▶ _GIVEN TASK_: Copy the stretch of rows below from the line containing "glass mug handle" through the end of the rows, keeping every request line. Scale each coordinate in the answers by 0.25 and round it to a whole number, with halves rounded up.

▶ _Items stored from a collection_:
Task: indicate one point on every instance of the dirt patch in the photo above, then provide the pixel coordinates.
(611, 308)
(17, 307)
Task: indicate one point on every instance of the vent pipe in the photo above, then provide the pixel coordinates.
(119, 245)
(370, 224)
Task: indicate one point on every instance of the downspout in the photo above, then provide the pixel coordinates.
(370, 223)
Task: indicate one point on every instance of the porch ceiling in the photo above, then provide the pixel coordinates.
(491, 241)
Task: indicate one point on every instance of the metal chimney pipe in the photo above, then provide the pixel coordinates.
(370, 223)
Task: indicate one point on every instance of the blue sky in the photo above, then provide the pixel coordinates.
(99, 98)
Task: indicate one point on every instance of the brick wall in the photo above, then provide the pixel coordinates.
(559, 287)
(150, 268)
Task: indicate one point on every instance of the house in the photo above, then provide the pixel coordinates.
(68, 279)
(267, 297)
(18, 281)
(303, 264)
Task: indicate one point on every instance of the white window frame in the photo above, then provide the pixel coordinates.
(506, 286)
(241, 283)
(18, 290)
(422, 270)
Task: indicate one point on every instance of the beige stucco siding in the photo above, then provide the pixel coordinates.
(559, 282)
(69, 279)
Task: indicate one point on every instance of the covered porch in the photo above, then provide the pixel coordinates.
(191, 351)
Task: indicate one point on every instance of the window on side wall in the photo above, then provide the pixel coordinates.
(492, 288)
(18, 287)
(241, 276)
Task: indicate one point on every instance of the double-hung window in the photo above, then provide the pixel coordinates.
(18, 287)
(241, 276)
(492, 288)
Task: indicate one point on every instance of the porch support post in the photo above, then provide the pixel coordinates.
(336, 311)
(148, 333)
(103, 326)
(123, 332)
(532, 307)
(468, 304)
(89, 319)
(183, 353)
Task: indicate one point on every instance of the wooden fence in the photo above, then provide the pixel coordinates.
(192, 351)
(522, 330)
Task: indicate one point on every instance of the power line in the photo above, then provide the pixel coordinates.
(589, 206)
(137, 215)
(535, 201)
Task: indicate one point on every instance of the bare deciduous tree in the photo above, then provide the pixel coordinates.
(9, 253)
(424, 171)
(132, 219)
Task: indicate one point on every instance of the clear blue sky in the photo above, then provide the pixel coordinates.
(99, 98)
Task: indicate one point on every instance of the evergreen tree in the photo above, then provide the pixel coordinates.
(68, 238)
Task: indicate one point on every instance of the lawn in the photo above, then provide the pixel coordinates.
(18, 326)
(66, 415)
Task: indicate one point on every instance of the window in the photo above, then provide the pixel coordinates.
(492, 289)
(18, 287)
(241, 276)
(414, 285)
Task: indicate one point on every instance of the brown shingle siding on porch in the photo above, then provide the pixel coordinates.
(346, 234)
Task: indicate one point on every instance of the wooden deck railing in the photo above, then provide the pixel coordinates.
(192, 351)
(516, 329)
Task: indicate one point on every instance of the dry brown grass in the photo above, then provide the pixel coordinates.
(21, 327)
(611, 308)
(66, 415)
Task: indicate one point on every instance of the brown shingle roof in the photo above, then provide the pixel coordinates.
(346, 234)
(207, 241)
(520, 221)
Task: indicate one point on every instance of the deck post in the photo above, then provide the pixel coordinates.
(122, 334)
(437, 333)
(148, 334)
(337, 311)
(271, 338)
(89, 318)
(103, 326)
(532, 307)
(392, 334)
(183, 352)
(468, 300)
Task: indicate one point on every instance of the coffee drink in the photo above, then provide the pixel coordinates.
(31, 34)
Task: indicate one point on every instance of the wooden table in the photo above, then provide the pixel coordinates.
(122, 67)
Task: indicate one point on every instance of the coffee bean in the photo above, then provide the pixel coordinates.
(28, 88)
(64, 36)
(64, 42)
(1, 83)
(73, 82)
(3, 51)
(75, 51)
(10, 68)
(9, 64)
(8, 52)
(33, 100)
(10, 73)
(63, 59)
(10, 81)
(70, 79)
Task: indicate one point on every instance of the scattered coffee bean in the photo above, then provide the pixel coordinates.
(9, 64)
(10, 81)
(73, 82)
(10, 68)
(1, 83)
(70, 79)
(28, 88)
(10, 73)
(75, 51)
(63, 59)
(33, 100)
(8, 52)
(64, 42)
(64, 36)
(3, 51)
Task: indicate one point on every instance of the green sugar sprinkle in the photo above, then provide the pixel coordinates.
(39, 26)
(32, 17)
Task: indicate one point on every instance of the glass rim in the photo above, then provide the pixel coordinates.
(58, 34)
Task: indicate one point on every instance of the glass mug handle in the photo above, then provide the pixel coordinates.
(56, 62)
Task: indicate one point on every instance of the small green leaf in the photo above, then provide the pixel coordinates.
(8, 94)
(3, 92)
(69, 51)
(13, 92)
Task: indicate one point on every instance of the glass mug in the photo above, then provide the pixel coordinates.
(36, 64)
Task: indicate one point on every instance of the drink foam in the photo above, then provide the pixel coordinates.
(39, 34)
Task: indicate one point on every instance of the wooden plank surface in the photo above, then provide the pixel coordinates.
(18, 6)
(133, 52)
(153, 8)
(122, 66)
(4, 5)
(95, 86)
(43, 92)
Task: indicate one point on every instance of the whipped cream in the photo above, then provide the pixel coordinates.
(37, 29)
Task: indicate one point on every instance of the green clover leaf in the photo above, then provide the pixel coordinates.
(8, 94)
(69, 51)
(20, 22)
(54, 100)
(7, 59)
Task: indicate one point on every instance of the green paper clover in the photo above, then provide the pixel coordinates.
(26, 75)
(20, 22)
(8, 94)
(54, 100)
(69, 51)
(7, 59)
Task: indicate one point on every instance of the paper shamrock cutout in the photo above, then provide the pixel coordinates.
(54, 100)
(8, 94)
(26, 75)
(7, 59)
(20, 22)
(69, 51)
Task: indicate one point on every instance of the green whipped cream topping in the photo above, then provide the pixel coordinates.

▶ _TASK RESPONSE_:
Task: indicate one point on every instance of the glass mug handle in the photo above, then provide the pixel coordinates.
(14, 16)
Task: indicate one point on every instance of the small green leaf in the photo above, then provide the pixel coordinates.
(2, 24)
(1, 23)
(17, 13)
(3, 23)
Task: indicate one point on every instance of the glass mug in the photo above, then provide the pixel coordinates.
(9, 16)
Task: indicate one point on every instance of the drink foam in the photo above, then provide the pixel coordinates.
(10, 9)
Task: indicate one point on every instance of the wooden plank surface in the photo above, then provide the pixel coordinates.
(5, 2)
(33, 13)
(38, 2)
(31, 17)
(1, 1)
(24, 22)
(11, 23)
Task: indicate one point on every instance of the whipped cream in the photo above, then provide the pixel coordinates.
(9, 7)
Task: indicate one point on every instance of the green clover leaf in the photo above, then provide the pixel coordinates.
(2, 24)
(17, 13)
(5, 6)
(14, 25)
(2, 15)
Task: indicate one point on every instance of the green paper clover in the photo above, then provide the pixel coordinates.
(7, 19)
(5, 6)
(2, 24)
(14, 25)
(17, 13)
(2, 15)
Task: indicate one point on every instance of the paper shamrock cutout in the photo above, then provide the pixel coordinates.
(14, 25)
(2, 24)
(7, 19)
(2, 15)
(5, 6)
(17, 13)
Task: indicate one point on every instance of the green whipped cream topping in the photo above, then provide the pixel coordinates.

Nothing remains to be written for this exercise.